* **Given passage**:

We train a DRL agent for stock trading. This task is modeled as a Markov Decision Process (MDP), and the objective function is maximizing (expected) cumulative return.

We specify the state-action-reward as follows:

* **State s**: The state space represents an agent's perception of the market environment. Just like a human trader analyzing various information, here our agent passively observes many features and learns by interacting with the market environment (usually by replaying historical data).

* **Action a**: The action space includes allowed actions that an agent can take at each state. For example, a ∈ {−1, 0, 1}, where −1, 0, 1 represent
selling, holding, and buying. When an action operates multiple shares, a ∈{−k, ..., −1, 0, 1, ..., k}, e.g.. "Buy
10 shares of AAPL" or "Sell 10 shares of AAPL" are 10 or −10, respectively

* **Reward function r(s, a, s′)**: Reward is an incentive for an agent to learn a better policy. For example, it can be the change of the portfolio value when taking a at state s and arriving at new state s',  i.e., r(s, a, s′) = v′ − v, where v′ and v represent the portfolio values at state s′ and s, respectively


**Market environment**: 30 consituent stocks of Dow Jones Industrial Average (DJIA) index. Accessed at the starting date of the testing period.

* **Activity 1**: In the passage on training a DRL agent for stock trading, what objective function is the task given?
* **Activity 2**: Summarize the passage on the DRL stock-trading setup in two sentences.
* **Activity 3**: Go on with the passage on the DRL stock-trading setup, starting after its final sentence.

* **Dataset content**:
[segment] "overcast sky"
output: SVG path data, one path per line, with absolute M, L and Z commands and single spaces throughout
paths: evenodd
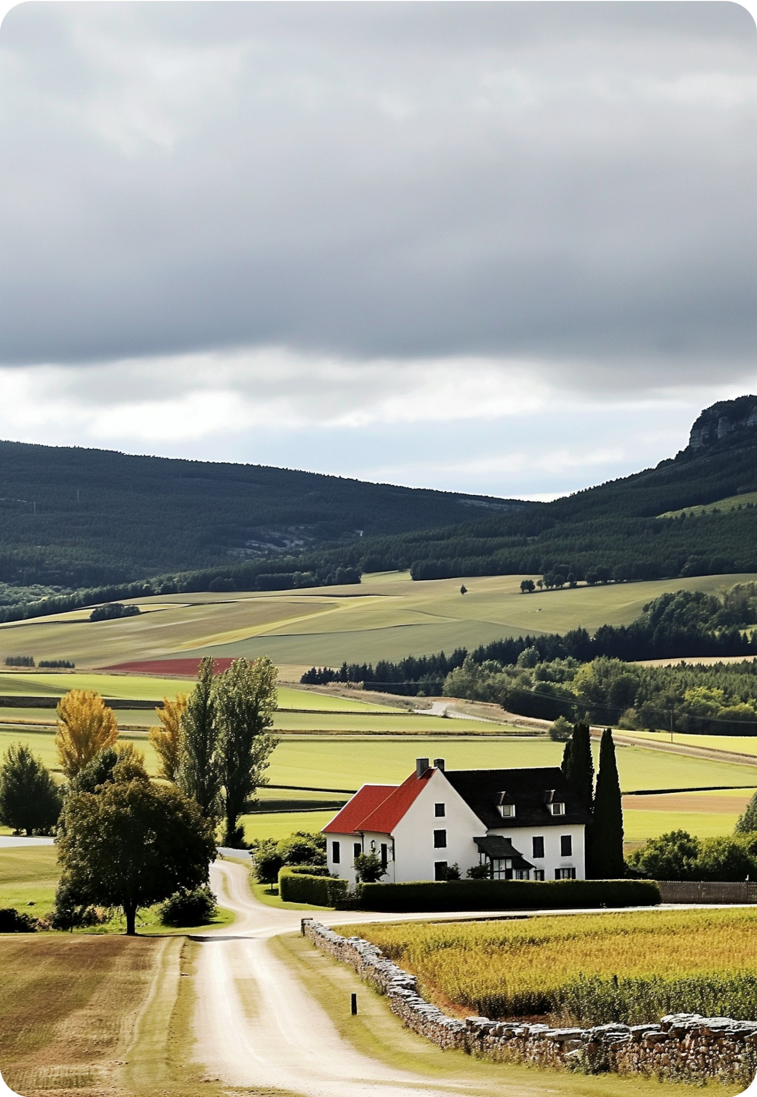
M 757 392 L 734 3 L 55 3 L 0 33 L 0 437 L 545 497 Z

* * *

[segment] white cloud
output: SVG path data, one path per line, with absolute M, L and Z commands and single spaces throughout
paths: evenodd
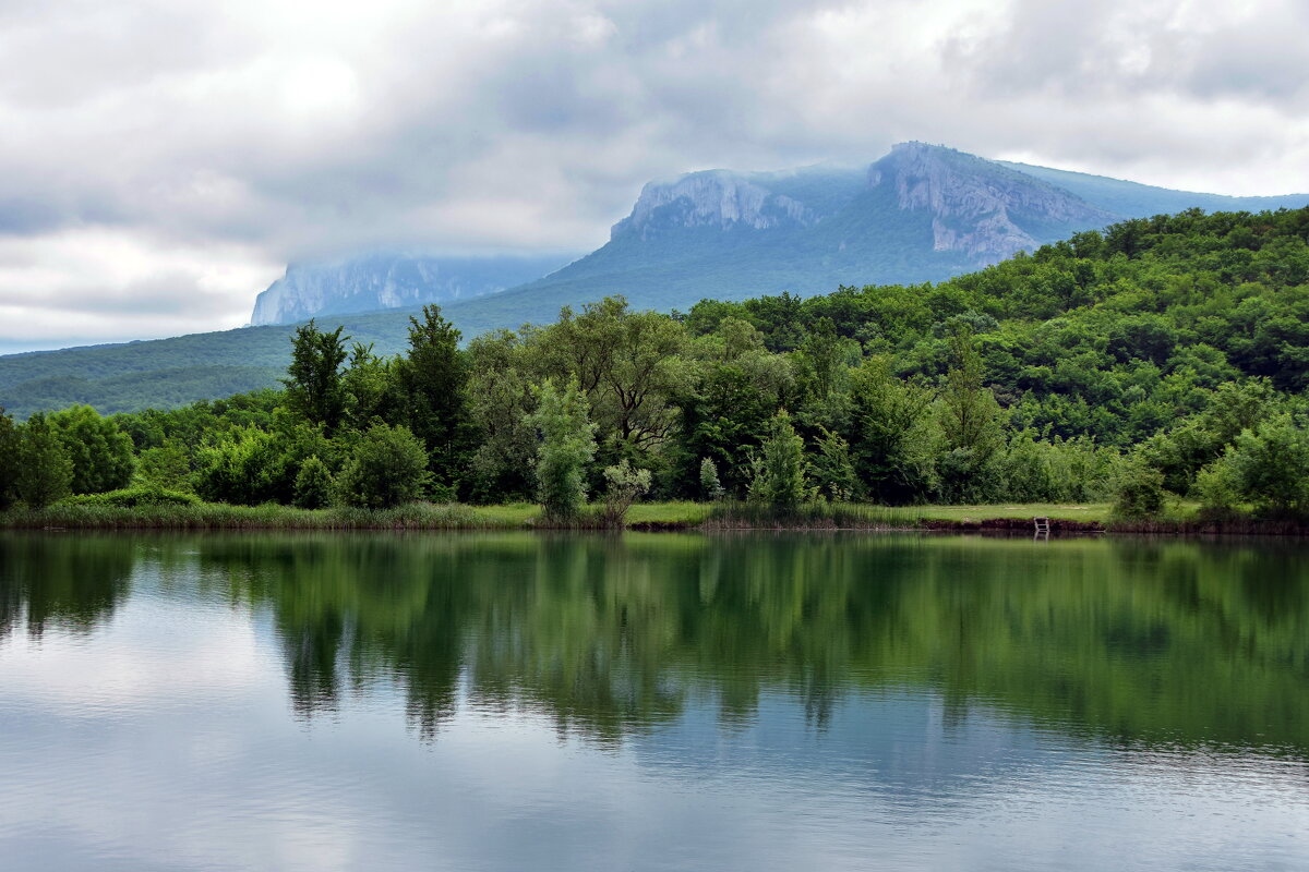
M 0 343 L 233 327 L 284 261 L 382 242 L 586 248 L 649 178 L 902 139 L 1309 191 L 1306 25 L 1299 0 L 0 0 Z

* **Response box 1**: Maximizing the (expected) cumulative return.

* **Response box 2**: A DRL agent is trained for stock trading, with the task modeled as a Markov Decision Process whose objective is maximizing expected cumulative return. The state represents the agent's perception of the market, the actions cover selling, holding, and buying one or more shares, the reward can be the change in portfolio value, and the market environment is the 30 constituent stocks of the Dow Jones Industrial Average.

* **Response box 3**:
The data for this case study is obtained from Yahoo Finance API. The data contains Open-High-Low-Close price and volume.


<a id='1'></a>
# Part 2. Install Python Packages

<a id='1.1'></a>
## 2.1. Install packages


In [None]:
## install finrl library
#!pip install tushare  -i https://pypi.tuna.tsinghua.edu.cn/simple/ --trusted-host pypi.tuna.tsinghua.edu.cn
#!pip install baostock -i https://pypi.tuna.tsinghua.edu.cn/simple/ --trusted-host pypi.tuna.tsinghua.edu.cn


<a id='1.2'></a>
## 2.2. A list of Python packages 
* Yahoo Finance API
* pandas
* numpy
* matplotlib
* stockstats
* OpenAI gym
* stable-baselines
* tensorflow
* pyfolio

<a id='1.3'></a>
## 2.3. Import Packages

In [4]:
import pandas as pd
import numpy as np
import matplotlib
import matplotlib.pyplot as plt
# matplotlib.use('Agg')
import datetime
import sys
sys.path.append("../../FinRL")

%matplotlib inline
from finrl.meta.preprocessor.yahoodownloader import YahooDownloader
from finrl.meta.preprocessor.tusharedownloader import TushareDownloader
from finrl.meta.preprocessor.preprocessors import FeatureEngineer, data_split
from finrl.meta.env_stock_trading.env_stocktrading import StockTradingEnv
from finrl.agents.stablebaselines3.models import DRLAgent
from stable_baselines3.common.logger import configure
from finrl.meta.data_processor import DataProcessor

from finrl.plot import backtest_stats, backtest_plot, get_daily_return, get_baseline
from pprint import pprint



import itertools



<a id='1.4'></a>
## 2.4. Create Folders

In [5]:
from finrl import config
from finrl import config_tickers
import os
from finrl.main import check_and_make_directories
from finrl.config import (
    DATA_SAVE_DIR,
    TRAINED_MODEL_DIR,
    TENSORBOARD_LOG_DIR,
    RESULTS_DIR,
    INDICATORS,
    TRAIN_START_DATE,
    TRAIN_END_DATE,
    TEST_START_DATE,
    TEST_END_DATE,
    TRADE_START_DATE,
    TRADE_END_DATE,
)
check_and_make_directories([DATA_SAVE_DIR, TRAINED_MODEL_DIR, TENSORBOARD_LOG_DIR, RESULTS_DIR])



<a id='2'></a>
# Part 3. Download Data
Yahoo Finance provides stock data, financial news, financial reports, etc. Yahoo Finance is free.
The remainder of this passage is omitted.